◆ Prompt: Exactly as they appear below, repeat the lines from the one with "23 193 L 175" through the one with "302 255 L 299", and no others.

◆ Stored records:
BEGIN

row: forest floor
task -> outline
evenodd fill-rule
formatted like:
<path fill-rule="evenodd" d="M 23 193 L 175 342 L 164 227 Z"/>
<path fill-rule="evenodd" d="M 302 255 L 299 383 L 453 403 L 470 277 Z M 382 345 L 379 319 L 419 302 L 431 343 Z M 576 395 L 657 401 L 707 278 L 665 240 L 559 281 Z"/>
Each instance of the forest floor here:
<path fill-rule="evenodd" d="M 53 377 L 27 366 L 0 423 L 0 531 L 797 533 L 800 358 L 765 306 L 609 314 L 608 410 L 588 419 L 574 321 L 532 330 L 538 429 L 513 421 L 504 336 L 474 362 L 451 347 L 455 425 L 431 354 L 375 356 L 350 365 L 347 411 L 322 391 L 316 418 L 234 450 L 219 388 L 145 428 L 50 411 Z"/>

END

◆ Expected answer:
<path fill-rule="evenodd" d="M 23 193 L 175 342 L 164 227 Z"/>
<path fill-rule="evenodd" d="M 302 255 L 299 383 L 453 403 L 470 277 Z M 382 345 L 379 319 L 419 302 L 431 343 Z M 576 395 L 657 401 L 707 278 L 665 240 L 559 281 Z"/>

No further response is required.